— Selected text —
★ ★ ★ ★ ★ ★ ★

South African sugar cane intiative sees yield rises

by Margie Inggs

Sugar cane yields on South Africa's KwaZulu-Natal South Coast have risen from a plateau of 62 tonnes/ha to 69 t/ha a year as a result of initiatives promoted by the South African Sugar Association (Sasa) in this area of steep hillsides with marginal soils.

Sasa has worked with commercial and small-scale growers to promote soil and water conservation, variety improvement, soil health and the management of pests and diseases, which cost the industry R19-million to R20-million a year for research and development.

Incorporating these initiatives in daily farming operations has shown that farming on slopes can have a minimal impact on natural resources.

Sasa extension officer for the Sezela region Dirk McElligott told journalists on a recent media tour that strip planting and harvesting helped prevent soil erosion by retaining moisture and that the trash blanket left after green harvesting reduced the amount of chemical fertiliser farmers needed to use and also decreased the amount of compaction from machinery.

“We also encourage farmers to plant a green legume crop after harvesting to allow the soil to rest, and encourage the local community to grow dry beans,” McElligott said.

In the 9- to 12-month rest between crops, the fields are rid of all noxious weeds and the soil is able to recover.

McElligott said the siting of roads, especially major extraction roads, was a fairly precise science. Water also had to be channelled to a controlled spill point.

In the scientific management of farms, the slope of the land decides the interval of terraces and varieties are changed regularly because yields decline from the old roots. In some places, oxen are still used to plough the fields to ensure minimum disturbance of the soil.

★ ★ ★ ★ ★ ★ ★

— Entries shown —
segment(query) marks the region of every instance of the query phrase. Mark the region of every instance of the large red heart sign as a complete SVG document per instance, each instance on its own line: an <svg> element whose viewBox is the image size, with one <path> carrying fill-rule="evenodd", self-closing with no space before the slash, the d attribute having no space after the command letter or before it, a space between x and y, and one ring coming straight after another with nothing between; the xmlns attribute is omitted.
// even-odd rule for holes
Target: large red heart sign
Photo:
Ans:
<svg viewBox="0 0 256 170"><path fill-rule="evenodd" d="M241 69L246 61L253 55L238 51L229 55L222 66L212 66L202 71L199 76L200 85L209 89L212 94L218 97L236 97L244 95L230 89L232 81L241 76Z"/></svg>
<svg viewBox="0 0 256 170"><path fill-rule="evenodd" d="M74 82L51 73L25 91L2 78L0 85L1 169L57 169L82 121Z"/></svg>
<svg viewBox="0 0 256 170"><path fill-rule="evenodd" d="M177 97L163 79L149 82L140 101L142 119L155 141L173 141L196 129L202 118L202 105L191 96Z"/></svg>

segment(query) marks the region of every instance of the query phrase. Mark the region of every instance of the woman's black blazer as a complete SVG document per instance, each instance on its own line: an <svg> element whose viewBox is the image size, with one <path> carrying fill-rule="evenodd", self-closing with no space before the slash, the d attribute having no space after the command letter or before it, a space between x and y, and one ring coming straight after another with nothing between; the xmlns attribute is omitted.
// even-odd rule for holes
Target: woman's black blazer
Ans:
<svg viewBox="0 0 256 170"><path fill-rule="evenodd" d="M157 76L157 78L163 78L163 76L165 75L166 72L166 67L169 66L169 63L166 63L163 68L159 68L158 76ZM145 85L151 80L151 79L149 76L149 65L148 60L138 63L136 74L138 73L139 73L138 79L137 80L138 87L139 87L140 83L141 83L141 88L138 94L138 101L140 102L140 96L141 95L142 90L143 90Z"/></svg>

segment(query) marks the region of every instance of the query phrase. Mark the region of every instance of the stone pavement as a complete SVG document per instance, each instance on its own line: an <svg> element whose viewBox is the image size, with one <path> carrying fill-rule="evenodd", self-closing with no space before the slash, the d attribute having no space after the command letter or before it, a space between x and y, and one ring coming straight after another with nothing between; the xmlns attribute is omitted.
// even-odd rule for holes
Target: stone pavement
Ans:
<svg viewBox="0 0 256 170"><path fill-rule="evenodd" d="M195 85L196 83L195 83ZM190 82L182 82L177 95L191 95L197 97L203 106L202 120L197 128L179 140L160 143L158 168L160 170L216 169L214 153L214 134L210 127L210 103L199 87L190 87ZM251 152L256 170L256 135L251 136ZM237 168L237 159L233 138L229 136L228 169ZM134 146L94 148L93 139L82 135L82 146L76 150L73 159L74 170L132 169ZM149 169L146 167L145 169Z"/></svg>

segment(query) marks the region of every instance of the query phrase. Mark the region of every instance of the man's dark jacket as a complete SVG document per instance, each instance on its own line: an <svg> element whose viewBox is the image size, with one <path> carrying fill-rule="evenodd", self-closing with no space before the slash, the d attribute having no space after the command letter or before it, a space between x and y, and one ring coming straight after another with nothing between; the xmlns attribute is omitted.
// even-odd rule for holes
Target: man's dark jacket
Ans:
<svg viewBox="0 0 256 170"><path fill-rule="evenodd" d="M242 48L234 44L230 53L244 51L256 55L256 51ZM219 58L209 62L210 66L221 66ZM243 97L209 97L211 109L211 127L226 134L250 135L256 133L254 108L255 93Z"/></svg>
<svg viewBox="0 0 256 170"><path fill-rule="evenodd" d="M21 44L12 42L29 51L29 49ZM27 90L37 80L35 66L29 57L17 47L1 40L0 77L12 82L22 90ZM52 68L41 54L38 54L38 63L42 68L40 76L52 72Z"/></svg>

★ ★ ★ ★ ★ ★ ★

Continue the article on sugar cane farming on the KwaZulu-Natal South Coast, picking up after its last sentence.

— Response —
Illovo’s Sezela farm has practised green cane harvesting for the last five seasons and a recent study has shown that yields have increased as a result.

While green cane harvesting is more labour intensive, and, therefore, more costly, the indirect cash benefits in the form of improved weed control, nutrient replacement and soil moisture enhance- ment far outweigh increased harvesting costs.

The study also showed that, compared with growers who burn cane at harvesting, those who only trash experience an aver- age yield increase of about 15 t/ha of cane.

Several challenges remain, including resistance from cane cutters, who often light the cane themselves, starting fires that get out of control. Illovo believes that the benefits of trashing can be further enhanced through ongoing cane cutter training and good management. However, burning cane still remains a good management tool to deal with cane that has fallen over, to prepare fields for replanting, to deal with pests and diseases and to better manage the crop where it is grown in wet, cold valley bottoms.